#### [Goal]
Give as output the line that contains "Objective — for every instance of the corrugated", followed by every remaining line of the entries, unchanged and with nothing added.

[Point labeling dataset excerpts]
[BEGIN]

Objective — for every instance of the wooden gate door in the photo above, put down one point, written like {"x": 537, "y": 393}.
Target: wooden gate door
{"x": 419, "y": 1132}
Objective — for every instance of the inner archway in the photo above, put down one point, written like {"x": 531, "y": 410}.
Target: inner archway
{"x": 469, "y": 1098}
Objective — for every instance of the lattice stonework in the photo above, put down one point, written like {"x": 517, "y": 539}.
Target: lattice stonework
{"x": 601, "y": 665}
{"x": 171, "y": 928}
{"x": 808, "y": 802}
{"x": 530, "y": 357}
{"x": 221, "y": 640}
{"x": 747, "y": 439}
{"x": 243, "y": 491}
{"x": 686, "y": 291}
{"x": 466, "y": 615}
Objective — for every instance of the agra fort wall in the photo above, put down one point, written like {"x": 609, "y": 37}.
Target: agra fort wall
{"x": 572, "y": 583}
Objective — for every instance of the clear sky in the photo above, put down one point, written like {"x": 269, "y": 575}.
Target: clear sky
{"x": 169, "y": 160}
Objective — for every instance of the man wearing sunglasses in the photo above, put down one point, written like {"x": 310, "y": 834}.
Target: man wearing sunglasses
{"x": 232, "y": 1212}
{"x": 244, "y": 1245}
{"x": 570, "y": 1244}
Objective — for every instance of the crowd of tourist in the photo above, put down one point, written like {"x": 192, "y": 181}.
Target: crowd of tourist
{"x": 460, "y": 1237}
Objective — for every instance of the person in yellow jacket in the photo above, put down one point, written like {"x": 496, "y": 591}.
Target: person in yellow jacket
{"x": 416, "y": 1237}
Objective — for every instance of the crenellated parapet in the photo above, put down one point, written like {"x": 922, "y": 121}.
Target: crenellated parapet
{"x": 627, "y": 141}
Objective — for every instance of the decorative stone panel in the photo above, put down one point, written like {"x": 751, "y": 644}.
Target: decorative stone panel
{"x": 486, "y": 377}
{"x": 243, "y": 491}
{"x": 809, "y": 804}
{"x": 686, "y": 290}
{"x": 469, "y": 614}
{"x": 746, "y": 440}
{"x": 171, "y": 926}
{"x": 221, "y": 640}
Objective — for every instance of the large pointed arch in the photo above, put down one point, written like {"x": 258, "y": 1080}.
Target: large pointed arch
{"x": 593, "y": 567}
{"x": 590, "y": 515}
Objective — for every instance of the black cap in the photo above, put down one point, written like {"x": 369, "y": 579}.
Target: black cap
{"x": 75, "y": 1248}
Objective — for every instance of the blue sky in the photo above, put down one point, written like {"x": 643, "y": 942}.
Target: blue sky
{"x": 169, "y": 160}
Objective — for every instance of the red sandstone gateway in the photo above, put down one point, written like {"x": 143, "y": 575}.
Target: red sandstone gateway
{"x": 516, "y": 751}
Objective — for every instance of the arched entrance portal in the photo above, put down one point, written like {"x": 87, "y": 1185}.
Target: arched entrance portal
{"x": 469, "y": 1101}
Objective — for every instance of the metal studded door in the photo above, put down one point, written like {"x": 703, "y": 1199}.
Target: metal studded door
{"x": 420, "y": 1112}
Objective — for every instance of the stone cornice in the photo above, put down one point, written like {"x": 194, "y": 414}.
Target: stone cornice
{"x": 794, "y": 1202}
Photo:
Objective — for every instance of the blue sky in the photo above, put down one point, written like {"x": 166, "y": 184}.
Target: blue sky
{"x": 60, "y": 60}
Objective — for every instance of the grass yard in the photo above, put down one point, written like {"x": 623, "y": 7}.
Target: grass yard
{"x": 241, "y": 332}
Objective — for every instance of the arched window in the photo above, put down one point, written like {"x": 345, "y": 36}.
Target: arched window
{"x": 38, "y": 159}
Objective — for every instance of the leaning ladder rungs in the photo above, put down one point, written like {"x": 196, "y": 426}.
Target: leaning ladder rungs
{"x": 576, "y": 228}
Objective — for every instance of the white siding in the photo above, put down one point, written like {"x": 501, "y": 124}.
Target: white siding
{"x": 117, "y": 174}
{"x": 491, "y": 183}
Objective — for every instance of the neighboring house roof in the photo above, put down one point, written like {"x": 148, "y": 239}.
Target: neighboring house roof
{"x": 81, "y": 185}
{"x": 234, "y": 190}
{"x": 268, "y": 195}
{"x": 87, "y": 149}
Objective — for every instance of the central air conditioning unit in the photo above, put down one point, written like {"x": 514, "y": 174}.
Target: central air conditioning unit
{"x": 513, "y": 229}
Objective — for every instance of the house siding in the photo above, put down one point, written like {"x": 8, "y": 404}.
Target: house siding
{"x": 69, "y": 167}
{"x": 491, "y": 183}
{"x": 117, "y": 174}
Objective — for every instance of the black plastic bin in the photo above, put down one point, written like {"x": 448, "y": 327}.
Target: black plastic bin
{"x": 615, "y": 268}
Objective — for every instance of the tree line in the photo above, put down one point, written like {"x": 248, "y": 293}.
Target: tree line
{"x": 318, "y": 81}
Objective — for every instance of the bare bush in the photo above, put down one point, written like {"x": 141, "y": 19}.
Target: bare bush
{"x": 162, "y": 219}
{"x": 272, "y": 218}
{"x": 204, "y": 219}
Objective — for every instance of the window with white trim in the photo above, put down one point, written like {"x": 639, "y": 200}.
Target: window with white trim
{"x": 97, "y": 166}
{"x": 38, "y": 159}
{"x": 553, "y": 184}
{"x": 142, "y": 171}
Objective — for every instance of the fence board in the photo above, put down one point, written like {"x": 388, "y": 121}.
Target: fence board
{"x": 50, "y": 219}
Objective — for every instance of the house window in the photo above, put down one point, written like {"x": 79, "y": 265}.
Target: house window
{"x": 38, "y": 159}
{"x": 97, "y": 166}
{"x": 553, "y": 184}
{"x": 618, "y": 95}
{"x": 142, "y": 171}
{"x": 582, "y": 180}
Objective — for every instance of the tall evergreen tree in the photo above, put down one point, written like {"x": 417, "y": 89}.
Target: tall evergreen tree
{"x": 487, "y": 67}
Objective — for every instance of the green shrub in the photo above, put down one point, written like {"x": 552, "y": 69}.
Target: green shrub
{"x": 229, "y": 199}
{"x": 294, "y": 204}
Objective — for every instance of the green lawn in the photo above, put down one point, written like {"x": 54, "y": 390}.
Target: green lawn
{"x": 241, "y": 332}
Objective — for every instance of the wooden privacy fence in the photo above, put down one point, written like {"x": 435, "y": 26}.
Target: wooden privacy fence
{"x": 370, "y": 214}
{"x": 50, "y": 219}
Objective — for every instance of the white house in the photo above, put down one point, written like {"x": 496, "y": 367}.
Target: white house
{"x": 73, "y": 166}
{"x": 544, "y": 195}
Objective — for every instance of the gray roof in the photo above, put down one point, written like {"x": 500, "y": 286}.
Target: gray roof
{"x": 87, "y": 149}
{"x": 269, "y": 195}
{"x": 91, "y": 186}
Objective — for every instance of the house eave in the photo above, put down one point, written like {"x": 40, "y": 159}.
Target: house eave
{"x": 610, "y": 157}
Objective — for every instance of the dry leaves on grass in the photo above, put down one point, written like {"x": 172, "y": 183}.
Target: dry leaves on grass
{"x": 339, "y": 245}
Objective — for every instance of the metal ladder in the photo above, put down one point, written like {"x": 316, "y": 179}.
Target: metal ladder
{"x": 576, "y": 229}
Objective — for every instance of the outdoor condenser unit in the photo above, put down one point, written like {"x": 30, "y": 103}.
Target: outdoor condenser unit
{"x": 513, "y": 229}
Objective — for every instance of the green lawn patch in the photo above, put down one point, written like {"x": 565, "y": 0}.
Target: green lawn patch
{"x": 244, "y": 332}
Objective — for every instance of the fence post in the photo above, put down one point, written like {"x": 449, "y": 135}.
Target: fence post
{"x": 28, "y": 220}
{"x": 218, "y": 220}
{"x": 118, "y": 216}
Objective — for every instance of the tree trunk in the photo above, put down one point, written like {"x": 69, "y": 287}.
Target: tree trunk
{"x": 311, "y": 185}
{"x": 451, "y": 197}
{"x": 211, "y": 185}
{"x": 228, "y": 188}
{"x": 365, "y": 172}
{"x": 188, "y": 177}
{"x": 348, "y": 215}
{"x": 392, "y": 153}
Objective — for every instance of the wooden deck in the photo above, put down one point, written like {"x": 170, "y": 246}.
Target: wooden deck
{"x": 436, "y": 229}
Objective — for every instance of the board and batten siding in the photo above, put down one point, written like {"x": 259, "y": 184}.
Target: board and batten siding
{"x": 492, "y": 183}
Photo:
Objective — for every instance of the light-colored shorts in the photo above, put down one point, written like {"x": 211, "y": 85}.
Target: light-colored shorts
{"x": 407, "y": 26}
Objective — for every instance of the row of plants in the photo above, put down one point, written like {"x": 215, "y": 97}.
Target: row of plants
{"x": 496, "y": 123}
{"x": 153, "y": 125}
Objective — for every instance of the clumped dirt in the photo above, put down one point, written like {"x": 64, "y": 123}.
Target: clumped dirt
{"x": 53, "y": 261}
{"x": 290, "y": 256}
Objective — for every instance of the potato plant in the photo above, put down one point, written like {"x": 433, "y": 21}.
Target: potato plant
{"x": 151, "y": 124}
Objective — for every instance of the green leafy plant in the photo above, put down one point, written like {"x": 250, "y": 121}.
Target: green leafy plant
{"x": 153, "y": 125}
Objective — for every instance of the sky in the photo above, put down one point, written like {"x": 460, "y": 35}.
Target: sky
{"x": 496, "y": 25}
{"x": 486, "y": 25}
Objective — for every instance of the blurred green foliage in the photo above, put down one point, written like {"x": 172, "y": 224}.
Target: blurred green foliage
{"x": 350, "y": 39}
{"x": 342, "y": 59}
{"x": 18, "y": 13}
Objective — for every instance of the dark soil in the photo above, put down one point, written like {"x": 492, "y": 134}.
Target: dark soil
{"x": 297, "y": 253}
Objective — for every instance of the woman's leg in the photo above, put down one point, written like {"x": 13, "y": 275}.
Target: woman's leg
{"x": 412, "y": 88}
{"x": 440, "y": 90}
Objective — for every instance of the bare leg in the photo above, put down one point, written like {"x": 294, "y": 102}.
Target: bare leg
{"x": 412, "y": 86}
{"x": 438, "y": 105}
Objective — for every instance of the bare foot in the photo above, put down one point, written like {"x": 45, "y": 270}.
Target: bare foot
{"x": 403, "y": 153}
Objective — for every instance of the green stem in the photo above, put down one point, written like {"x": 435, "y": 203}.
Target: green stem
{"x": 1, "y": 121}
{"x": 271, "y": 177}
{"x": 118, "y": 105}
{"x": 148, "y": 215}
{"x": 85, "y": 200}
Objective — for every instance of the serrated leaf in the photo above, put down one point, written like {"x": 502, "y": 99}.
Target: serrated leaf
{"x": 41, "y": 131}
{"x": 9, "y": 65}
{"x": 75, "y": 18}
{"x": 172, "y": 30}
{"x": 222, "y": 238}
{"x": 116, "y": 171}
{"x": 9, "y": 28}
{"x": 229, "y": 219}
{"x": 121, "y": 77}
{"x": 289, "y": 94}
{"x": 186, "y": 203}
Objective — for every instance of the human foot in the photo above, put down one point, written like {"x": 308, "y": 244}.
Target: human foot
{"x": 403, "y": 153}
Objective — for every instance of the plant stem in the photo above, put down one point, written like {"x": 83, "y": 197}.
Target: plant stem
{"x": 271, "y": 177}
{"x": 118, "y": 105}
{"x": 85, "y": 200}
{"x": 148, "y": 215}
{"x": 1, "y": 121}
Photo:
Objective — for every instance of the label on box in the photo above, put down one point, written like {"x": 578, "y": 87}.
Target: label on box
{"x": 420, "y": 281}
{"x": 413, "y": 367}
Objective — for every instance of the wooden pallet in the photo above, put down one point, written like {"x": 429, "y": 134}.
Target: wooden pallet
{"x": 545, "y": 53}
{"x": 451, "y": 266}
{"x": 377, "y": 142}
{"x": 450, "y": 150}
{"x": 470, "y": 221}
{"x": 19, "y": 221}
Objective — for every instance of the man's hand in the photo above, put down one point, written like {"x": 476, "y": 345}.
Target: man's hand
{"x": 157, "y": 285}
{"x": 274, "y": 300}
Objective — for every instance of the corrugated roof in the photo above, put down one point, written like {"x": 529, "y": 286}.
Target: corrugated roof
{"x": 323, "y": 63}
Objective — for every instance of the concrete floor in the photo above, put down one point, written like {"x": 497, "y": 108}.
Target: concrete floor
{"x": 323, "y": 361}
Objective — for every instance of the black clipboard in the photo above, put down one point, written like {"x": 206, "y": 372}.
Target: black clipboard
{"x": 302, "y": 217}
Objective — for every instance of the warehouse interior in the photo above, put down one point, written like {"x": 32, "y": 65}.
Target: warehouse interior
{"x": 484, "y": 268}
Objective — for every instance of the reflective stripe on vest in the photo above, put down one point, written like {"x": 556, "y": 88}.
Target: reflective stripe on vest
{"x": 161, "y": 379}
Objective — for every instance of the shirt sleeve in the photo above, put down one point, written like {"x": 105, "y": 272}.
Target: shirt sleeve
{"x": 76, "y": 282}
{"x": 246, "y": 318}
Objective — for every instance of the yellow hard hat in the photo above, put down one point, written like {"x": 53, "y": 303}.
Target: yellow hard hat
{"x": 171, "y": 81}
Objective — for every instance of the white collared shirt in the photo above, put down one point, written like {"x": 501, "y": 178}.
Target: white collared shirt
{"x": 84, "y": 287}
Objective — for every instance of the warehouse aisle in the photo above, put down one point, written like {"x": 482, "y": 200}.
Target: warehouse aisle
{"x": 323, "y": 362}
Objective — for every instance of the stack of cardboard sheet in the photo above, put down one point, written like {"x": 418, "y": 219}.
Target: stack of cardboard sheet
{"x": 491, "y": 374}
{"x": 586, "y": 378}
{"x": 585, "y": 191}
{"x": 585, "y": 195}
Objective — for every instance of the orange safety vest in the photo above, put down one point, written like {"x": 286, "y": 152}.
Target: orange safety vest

[END]

#### [The response]
Objective — for every instance of the corrugated roof in the photo above, put down one point, written like {"x": 529, "y": 286}.
Target: corrugated roof
{"x": 323, "y": 63}
Objective — for every instance of the concrete floor in the photo above, put down one point, written like {"x": 497, "y": 108}.
Target: concrete floor
{"x": 323, "y": 361}
Objective — for every instance of the black clipboard in the photo above, put down one point, written like {"x": 206, "y": 372}.
Target: black clipboard
{"x": 302, "y": 217}
Objective — for every instance of the warehouse interior in the photo above, put down one point, written like {"x": 32, "y": 65}.
Target: warehouse interior
{"x": 484, "y": 268}
Objective — for every instance of the reflective stripe on vest in the photo above, put down one point, written like {"x": 556, "y": 88}.
Target: reflective stripe on vest
{"x": 161, "y": 379}
Objective — for every instance of the shirt sleeve in the photo above, put down one point, written like {"x": 105, "y": 272}.
Target: shirt sleeve
{"x": 76, "y": 282}
{"x": 246, "y": 318}
Objective — for every instance of the yellow hard hat in the photo above, put down one point, written like {"x": 53, "y": 303}.
Target: yellow hard hat
{"x": 171, "y": 81}
Objective — for every instance of the white collared shirt in the photo above, put down one point, written like {"x": 501, "y": 178}.
Target: white collared shirt
{"x": 84, "y": 287}
Objective — for every instance of the warehouse aisle in the photo above, put down one point, written like {"x": 482, "y": 200}.
Target: warehouse aisle
{"x": 323, "y": 362}
Objective — for every instance of the stack of cardboard sheet in the photo above, put down one point, written like {"x": 418, "y": 219}.
Target: stack of cardboard sheet
{"x": 491, "y": 374}
{"x": 586, "y": 378}
{"x": 585, "y": 191}
{"x": 585, "y": 195}
Objective — for every instance of the orange safety vest in the photo above, put down one point, written like {"x": 286, "y": 152}.
Target: orange safety vest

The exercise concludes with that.